--- Start GIVEN TEXT ---

SSR2-GCD: Multi-Modal Representation Learning via Semi-Supervised Rate Reduction for Generalized Category Discovery¶

Conference: CVPR 2026 arXiv: 2602.19910 Code: N/A Area: Self-Supervised Learning / Multi-Modal VLM / Representation Learning Keywords: Generalized Category Discovery, Maximal Coding Rate Reduction, Intra-modal Alignment, CLIP, Multi-Modal Representation Learning

TL;DR¶

This paper proposes SSR2-GCD, a framework that replaces conventional contrastive losses with a Semi-Supervised Rate Reduction (SSR2) loss to learn uniformly compressed, structured representations. The work further reveals that inter-modal alignment is not only unnecessary but harmful in multi-modal GCD, achieving +3.1% and +6.3% over the prior state of the art on Stanford Cars and Flowers102, respectively.

--- End GIVEN TEXT ---
--- Start DATASET ENTRIES ---

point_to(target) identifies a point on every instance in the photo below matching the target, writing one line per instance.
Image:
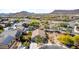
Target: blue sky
(37, 6)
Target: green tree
(26, 44)
(1, 29)
(66, 39)
(76, 39)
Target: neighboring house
(7, 38)
(52, 46)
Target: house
(38, 32)
(7, 38)
(52, 46)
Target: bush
(38, 39)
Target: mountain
(76, 11)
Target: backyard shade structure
(53, 46)
(8, 40)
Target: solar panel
(8, 40)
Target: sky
(37, 6)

--- End DATASET ENTRIES ---

§ TASKS:
- 1) Answer these about the SSR2-GCD summary:
(a) At which conference does the paper appear?
(b) What loss does the framework use in place of conventional contrastive losses?
(c) By how much does it beat the prior state of the art on Flowers102?
- 2) Please write down the part of the SSR2-GCD summary starting at "This paper proposes" and ending at "and Flowers102, respectively.", word for word.

§ RESPONSES BY TASK:
- 1)
(a) CVPR 2026
(b) A Semi-Supervised Rate Reduction (SSR2) loss
(c) +6.3%

- 2)
This paper proposes SSR2-GCD, a framework that replaces conventional contrastive losses with a Semi-Supervised Rate Reduction (SSR2) loss to learn uniformly compressed, structured representations. The work further reveals that inter-modal alignment is not only unnecessary but harmful in multi-modal GCD, achieving +3.1% and +6.3% over the prior state of the art on Stanford Cars and Flowers102, respectively.